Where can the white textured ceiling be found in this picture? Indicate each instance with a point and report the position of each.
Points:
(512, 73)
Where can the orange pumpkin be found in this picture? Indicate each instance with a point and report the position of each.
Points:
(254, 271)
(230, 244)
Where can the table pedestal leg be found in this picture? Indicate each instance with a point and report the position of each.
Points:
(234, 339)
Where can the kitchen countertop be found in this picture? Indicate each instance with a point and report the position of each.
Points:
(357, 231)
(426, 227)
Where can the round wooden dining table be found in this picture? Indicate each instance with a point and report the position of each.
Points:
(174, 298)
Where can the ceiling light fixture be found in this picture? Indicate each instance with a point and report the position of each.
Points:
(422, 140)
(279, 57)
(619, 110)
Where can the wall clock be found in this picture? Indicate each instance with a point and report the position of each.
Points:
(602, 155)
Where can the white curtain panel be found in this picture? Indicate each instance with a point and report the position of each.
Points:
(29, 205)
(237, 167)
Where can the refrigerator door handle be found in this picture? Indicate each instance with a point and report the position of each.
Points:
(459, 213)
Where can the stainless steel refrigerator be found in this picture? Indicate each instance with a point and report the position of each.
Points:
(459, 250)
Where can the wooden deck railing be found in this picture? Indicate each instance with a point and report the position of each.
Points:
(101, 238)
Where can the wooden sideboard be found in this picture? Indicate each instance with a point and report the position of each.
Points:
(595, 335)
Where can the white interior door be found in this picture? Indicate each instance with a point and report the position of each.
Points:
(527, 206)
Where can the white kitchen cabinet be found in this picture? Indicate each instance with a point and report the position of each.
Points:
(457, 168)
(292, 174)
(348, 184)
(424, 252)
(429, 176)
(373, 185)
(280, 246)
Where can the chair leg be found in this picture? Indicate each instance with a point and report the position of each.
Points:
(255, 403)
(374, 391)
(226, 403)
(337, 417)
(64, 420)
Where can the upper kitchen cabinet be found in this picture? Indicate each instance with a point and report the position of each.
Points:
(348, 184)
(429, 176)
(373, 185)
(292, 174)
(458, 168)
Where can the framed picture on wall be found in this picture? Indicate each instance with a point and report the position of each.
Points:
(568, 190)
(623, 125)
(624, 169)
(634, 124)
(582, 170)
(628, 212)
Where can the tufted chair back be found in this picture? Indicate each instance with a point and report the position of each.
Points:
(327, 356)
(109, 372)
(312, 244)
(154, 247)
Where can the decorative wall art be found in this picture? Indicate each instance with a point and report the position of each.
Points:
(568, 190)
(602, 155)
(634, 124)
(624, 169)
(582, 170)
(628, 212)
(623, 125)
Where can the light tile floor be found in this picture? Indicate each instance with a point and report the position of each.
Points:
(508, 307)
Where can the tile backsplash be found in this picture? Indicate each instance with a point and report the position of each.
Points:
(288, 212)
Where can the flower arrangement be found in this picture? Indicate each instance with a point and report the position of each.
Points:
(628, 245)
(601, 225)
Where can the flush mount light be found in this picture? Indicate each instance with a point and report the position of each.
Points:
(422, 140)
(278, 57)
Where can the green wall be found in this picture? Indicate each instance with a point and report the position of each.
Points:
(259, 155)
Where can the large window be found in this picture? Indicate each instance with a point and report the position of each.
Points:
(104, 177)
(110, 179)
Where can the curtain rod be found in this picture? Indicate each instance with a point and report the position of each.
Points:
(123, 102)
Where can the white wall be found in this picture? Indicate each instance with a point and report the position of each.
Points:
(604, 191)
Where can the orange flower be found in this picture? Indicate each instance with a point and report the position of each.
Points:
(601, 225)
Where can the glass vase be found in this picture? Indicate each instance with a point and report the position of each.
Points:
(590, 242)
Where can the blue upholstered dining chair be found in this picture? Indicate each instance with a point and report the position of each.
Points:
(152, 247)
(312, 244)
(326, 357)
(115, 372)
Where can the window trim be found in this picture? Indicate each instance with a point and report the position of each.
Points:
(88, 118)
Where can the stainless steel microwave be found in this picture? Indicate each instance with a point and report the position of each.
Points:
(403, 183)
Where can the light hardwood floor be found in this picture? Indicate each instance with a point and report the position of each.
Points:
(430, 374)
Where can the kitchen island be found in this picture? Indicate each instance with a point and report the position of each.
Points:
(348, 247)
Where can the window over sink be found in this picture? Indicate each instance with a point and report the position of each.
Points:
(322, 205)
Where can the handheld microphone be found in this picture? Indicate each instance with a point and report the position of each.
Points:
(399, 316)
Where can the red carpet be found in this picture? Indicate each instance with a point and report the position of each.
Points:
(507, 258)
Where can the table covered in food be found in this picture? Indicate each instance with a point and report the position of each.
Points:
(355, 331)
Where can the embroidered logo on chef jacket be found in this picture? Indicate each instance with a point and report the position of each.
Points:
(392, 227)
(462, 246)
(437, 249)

┄┄┄┄┄┄┄┄┄┄┄┄┄┄┄┄┄┄┄┄

What you need to do:
Using the listing above, retype each line exactly.

Answer to the problem:
Where can the white textured ceiling be found in this picture? Indicate each instance with a point and report the position of each.
Points:
(512, 73)
Where can the orange pumpkin be found in this picture? Indicate each instance with a point and report the position of each.
Points:
(254, 271)
(230, 244)
Where can the table pedestal leg be found in this picture? Indicate each instance with a point and report the position of each.
Points:
(234, 339)
Where can the kitchen countertop be found in this picture? Indicate each instance with a point and report the position of each.
Points:
(357, 231)
(426, 227)
Where can the round wooden dining table be found in this picture? Indicate each instance with a point and report the position of each.
Points:
(174, 298)
Where can the ceiling light fixture be found in this picture? Indicate each instance with a point and report the position of each.
Points:
(422, 140)
(279, 57)
(619, 110)
Where can the wall clock be found in this picture? Indicate each instance with a point and report the position of each.
Points:
(602, 155)
Where can the white curtain panel be found in this picture? Indicate each instance with a point and report the position of each.
Points:
(29, 205)
(237, 167)
Where can the refrigerator door handle be found in this picture? Indicate each instance with a point and report the position of each.
Points:
(459, 213)
Where can the stainless steel refrigerator be found in this picture? Indicate each instance with a point and report the position of each.
Points:
(459, 250)
Where can the wooden deck railing be found in this picture? Indicate each instance with a point and report the position of each.
Points:
(101, 238)
Where can the wooden sideboard be found in this picture? Indicate each instance with a point and report the position of each.
Points:
(595, 335)
Where can the white interior door be found in this picture? Indicate each instance with a point and report the position of each.
Points:
(527, 206)
Where can the white kitchen cabinet be found in this picture? Indicate each instance with a point and report the position of each.
Points:
(457, 168)
(292, 174)
(348, 184)
(424, 252)
(429, 176)
(373, 185)
(280, 246)
Where can the chair leg be found in this picture? Indicate each instance with a point and report the position of each.
Points:
(255, 403)
(374, 391)
(226, 403)
(337, 417)
(64, 420)
Where can the upper kitchen cabinet be found in this picture? Indicate each instance with a point and report the position of each.
Points:
(348, 184)
(429, 176)
(373, 185)
(292, 174)
(458, 168)
Where can the framed picture on wall be found in this picture? Indicate each instance with a point and report the position of each.
Points:
(568, 190)
(623, 125)
(624, 169)
(634, 124)
(582, 170)
(628, 212)
Where can the tufted chair back be found in this picture? Indicate each instance with a point and report the position of each.
Points:
(327, 356)
(109, 372)
(312, 244)
(154, 247)
Where can the decorative wall art be found in this picture? Indicate each instance with a point and report the position of each.
Points:
(568, 190)
(602, 155)
(634, 124)
(624, 169)
(582, 170)
(628, 212)
(623, 125)
Where can the light tile floor be found in this picture? Indicate each instance with a point and report the position of each.
Points:
(508, 307)
Where can the tile backsplash be found in this picture? Indicate each instance with a point and report the position of each.
Points:
(288, 212)
Where can the flower arrangement be found in this picture? Indicate each instance with a point and report the position of each.
Points:
(628, 245)
(601, 225)
Where can the flush mount light be found in this picture? Indicate each instance with a point and report the position of each.
Points:
(422, 140)
(278, 57)
Where can the green wall be found in this picture? Indicate each instance with a point and report the position of each.
Points:
(259, 155)
Where can the large window be found in this picture? Indicate each instance with a point and report the position of each.
Points:
(104, 177)
(110, 179)
Where can the curtain rod be found in this picture? Indicate each instance with a point and report the position of each.
Points:
(123, 102)
Where can the white wall be found in this picture? Indicate each instance with a point and report the position of each.
Points:
(604, 191)
Where can the orange flower be found in this picture? Indicate each instance with a point and report the position of each.
Points:
(601, 225)
Where can the glass vase be found in this picture? Indicate each instance with a point and report the position of each.
Points:
(590, 242)
Where can the blue upholstered dining chair be found in this picture? Indicate each instance with a point and report the position of each.
Points:
(152, 247)
(312, 244)
(326, 357)
(115, 372)
Where can the window trim be found in this picture? Indicate each instance with a point and report the position of each.
Points:
(88, 118)
Where can the stainless steel microwave be found in this picture? Indicate each instance with a point and report the position of each.
Points:
(403, 183)
Where can the light hardwood floor be found in this picture? Indicate each instance with a point and report the position of each.
Points:
(430, 374)
Where can the kitchen island be found in this picture? Indicate each instance with a point and report the position of each.
Points:
(348, 247)
Where can the window over sink be found in this picture? Indicate each instance with a point and report the position of each.
Points:
(322, 205)
Where can the handheld microphone be found in this picture? Indicate each instance with a point and report the position of each.
Points:
(399, 316)
Where can the red carpet be found in this picture? Indicate each instance with a point and report the position of each.
Points:
(507, 258)
Where can the table covered in food be found in this picture? Indicate each instance with a point and report the position of each.
Points:
(355, 331)
Where can the embroidered logo on chef jacket be found in this picture? Indicate each instance with a point and report the position of each.
Points:
(392, 227)
(462, 246)
(437, 249)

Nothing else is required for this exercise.